■ GIVEN ENTRIES ■
———

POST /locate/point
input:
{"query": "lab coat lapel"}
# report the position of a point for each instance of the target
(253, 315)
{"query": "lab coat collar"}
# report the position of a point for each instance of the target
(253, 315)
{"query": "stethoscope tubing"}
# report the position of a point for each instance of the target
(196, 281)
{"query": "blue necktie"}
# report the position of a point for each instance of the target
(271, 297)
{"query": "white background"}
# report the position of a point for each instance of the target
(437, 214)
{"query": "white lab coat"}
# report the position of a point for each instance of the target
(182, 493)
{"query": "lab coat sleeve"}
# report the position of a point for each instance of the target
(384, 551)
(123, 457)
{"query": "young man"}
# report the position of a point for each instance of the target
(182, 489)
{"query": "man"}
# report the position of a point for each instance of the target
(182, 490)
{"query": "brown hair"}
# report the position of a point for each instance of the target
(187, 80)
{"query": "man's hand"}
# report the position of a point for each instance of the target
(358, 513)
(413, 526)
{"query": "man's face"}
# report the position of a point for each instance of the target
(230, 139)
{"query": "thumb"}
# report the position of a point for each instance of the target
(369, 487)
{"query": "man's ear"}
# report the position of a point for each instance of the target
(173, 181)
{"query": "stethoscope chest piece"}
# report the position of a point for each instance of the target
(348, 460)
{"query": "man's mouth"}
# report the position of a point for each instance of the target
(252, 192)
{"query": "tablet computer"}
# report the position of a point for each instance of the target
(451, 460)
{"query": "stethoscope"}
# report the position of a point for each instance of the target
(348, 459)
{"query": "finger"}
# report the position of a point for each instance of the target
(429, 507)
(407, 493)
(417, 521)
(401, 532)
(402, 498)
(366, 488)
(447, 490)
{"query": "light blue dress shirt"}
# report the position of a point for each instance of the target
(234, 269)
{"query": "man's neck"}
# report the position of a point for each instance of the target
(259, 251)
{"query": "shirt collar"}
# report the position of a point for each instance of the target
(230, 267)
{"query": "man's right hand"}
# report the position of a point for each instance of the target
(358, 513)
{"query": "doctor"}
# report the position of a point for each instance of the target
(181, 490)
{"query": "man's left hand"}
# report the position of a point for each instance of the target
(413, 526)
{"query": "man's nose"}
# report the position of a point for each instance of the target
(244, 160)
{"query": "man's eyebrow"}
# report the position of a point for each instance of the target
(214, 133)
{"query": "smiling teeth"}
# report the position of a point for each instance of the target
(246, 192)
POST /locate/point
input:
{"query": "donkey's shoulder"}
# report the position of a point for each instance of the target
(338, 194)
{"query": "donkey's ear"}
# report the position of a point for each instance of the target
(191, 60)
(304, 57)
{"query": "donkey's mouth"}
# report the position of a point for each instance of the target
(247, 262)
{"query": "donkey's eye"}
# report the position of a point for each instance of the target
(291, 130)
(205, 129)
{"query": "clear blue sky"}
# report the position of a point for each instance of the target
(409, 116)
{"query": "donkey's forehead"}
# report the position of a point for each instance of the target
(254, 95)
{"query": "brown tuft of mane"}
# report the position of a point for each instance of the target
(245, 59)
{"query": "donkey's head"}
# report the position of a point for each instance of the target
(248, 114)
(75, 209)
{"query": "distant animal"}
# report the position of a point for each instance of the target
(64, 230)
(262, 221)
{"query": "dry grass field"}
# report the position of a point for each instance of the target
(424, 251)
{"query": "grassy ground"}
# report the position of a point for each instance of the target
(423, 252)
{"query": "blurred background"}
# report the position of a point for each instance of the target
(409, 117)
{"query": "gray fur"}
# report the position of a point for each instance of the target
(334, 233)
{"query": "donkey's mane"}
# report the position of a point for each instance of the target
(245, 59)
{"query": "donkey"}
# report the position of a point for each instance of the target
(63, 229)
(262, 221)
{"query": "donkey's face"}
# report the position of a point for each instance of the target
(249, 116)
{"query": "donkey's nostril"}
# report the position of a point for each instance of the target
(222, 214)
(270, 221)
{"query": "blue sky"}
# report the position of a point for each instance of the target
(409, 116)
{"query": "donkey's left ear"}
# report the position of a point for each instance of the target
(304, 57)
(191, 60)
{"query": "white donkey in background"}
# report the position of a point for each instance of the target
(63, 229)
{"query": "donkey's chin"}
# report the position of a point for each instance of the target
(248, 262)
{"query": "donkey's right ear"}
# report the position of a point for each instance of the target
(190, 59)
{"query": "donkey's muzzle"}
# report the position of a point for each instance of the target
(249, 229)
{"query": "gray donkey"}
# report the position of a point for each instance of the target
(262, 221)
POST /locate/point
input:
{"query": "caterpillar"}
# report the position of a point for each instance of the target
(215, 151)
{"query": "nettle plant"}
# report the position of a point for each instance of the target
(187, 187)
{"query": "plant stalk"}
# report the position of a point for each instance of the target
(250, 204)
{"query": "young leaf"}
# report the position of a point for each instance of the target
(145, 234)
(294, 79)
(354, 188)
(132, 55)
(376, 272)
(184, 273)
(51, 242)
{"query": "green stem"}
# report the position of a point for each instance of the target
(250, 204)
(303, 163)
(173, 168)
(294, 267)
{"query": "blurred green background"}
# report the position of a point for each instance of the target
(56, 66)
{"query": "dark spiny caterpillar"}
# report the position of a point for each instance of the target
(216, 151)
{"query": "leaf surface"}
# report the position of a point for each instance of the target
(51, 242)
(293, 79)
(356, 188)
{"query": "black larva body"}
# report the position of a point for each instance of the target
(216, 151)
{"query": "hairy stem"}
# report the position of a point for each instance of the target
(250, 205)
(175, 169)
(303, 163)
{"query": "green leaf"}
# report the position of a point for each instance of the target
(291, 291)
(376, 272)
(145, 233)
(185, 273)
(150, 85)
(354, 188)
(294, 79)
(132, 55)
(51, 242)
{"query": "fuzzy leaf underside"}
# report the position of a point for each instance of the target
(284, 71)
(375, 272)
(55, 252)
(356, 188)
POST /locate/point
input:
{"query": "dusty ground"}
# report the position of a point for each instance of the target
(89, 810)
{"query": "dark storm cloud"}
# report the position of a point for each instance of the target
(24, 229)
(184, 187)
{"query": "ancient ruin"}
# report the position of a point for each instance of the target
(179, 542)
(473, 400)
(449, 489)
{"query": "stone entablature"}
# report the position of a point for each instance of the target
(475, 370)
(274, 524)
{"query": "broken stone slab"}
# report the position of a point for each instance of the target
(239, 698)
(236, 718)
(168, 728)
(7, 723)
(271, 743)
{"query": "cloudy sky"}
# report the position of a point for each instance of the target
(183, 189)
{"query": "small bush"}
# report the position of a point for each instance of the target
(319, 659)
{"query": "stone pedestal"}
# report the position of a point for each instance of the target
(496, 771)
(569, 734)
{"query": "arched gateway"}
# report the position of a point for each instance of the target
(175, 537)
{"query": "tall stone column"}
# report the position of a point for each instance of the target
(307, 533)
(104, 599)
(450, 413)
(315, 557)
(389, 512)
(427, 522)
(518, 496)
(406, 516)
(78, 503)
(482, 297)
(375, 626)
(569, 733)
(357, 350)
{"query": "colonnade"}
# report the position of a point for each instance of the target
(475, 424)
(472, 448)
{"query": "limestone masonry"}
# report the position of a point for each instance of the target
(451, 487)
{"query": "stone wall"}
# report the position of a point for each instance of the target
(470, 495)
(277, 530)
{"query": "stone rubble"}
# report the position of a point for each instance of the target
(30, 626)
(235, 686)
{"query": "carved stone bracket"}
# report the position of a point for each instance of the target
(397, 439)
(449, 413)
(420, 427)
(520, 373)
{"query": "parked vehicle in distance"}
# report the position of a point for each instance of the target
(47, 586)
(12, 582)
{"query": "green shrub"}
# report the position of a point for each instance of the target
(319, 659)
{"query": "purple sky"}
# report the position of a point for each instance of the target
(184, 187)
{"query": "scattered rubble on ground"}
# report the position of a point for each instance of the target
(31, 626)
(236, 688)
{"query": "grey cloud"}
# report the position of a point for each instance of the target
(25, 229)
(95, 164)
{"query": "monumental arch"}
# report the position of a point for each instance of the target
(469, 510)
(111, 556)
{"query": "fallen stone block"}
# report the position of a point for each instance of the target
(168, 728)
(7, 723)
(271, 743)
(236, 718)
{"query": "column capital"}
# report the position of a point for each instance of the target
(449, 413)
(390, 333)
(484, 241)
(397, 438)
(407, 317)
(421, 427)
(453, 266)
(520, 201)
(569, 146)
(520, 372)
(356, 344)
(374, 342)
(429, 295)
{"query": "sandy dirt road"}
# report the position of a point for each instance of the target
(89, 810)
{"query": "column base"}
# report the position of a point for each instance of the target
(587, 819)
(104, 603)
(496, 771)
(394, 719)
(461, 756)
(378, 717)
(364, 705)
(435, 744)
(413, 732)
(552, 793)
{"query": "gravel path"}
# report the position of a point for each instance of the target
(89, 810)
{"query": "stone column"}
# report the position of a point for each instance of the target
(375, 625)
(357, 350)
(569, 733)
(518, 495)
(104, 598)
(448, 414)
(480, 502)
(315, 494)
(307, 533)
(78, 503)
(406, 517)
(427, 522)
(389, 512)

———

■ WHAT THE EXERCISE ASKS ■
Which lines in the entries above contain the string "leaf"? Pick out each of them and copy it in full.

■ SOLVED PROBLEM ■
{"query": "young leaf"}
{"query": "leaf surface"}
{"query": "green leaf"}
{"query": "fuzzy leaf underside"}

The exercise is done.